INSTRUCTION: Pull out every line of the items below that contains the word "asphalt", treating uppercase and lowercase as distinct.

ITEMS:
----

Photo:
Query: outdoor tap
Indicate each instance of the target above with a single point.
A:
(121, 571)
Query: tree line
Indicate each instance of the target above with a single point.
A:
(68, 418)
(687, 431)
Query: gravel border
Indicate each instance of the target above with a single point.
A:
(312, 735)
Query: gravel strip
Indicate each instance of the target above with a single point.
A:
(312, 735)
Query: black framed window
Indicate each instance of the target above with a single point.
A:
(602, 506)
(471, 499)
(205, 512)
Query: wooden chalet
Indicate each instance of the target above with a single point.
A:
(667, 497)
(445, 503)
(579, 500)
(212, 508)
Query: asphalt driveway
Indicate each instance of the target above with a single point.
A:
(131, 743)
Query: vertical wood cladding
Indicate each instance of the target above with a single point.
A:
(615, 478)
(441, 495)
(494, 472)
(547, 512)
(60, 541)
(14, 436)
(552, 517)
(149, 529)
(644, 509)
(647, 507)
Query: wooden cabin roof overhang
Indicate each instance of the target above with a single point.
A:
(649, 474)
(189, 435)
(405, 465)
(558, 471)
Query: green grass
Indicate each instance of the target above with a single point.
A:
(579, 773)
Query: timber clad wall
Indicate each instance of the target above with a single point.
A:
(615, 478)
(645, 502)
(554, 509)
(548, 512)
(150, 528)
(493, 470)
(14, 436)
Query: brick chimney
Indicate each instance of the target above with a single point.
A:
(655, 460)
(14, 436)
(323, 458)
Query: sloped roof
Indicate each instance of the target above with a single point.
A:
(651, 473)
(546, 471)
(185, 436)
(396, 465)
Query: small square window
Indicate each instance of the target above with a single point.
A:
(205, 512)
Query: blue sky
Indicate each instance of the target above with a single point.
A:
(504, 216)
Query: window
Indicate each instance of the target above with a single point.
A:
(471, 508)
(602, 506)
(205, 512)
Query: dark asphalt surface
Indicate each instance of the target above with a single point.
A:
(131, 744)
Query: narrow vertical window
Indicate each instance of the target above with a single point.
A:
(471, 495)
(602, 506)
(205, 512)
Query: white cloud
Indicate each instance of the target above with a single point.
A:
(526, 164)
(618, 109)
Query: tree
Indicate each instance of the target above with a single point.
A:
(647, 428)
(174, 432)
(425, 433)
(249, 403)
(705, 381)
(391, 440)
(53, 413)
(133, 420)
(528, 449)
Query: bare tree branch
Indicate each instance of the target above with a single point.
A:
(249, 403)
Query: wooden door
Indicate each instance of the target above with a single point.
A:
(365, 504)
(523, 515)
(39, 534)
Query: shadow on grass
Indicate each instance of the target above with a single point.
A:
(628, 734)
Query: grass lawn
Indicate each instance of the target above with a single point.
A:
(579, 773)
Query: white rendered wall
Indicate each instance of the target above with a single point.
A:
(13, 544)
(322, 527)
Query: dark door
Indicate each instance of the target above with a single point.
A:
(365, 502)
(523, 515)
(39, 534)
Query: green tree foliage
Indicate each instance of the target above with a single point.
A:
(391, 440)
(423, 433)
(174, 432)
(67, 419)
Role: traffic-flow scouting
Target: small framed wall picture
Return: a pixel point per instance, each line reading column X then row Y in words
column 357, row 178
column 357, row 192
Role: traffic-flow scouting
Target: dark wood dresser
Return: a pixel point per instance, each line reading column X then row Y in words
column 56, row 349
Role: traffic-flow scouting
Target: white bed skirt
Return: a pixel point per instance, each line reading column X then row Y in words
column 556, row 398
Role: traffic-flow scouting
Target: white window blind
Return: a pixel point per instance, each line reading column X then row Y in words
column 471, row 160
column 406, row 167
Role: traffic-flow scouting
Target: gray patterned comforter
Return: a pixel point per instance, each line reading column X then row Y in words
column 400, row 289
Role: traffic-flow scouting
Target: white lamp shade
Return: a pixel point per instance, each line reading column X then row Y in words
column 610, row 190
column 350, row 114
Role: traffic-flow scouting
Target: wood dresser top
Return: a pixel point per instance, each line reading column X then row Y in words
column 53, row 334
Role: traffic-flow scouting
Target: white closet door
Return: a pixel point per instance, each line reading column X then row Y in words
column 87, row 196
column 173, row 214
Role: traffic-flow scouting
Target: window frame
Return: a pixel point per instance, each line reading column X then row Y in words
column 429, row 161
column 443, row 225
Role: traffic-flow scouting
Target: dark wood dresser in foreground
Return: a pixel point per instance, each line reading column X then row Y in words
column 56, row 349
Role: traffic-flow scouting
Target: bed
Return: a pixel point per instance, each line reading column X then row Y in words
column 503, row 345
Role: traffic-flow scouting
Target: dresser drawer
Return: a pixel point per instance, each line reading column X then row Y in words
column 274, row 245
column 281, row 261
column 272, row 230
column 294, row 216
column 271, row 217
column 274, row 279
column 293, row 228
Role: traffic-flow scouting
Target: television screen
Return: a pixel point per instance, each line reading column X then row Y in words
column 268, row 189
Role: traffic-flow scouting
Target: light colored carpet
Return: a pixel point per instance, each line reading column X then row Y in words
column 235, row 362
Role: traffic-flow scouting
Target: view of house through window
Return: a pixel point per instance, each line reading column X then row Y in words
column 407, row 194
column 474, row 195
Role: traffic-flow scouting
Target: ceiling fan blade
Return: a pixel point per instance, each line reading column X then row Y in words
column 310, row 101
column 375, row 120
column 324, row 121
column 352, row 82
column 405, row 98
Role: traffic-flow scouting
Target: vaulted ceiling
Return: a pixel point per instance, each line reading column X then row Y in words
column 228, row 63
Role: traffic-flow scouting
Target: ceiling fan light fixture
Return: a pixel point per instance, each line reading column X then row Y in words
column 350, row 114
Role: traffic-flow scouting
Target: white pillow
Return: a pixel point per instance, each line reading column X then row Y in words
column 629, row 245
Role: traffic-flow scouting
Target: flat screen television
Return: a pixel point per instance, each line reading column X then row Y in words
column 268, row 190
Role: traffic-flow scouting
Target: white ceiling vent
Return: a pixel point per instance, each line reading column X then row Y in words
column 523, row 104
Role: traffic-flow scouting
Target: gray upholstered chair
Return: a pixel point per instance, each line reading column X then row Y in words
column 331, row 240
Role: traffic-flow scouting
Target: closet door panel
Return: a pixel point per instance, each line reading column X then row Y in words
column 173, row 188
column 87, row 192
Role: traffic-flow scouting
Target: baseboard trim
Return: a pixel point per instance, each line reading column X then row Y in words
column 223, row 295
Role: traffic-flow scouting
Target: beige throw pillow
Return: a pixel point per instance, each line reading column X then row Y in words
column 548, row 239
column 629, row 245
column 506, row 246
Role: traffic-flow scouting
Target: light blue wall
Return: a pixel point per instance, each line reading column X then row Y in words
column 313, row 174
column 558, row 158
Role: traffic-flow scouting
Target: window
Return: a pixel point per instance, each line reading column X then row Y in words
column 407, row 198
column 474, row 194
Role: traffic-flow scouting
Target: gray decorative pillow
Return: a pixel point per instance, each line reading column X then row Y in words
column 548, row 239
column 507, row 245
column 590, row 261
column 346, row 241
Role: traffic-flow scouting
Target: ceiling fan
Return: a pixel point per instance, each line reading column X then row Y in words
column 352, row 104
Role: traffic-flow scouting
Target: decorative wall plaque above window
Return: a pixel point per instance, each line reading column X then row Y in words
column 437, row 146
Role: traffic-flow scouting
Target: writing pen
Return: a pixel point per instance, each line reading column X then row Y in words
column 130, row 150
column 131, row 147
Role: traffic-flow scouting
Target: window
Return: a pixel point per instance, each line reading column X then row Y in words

----

FINISHED TASK:
Query: asphalt driveway
Query: dark asphalt surface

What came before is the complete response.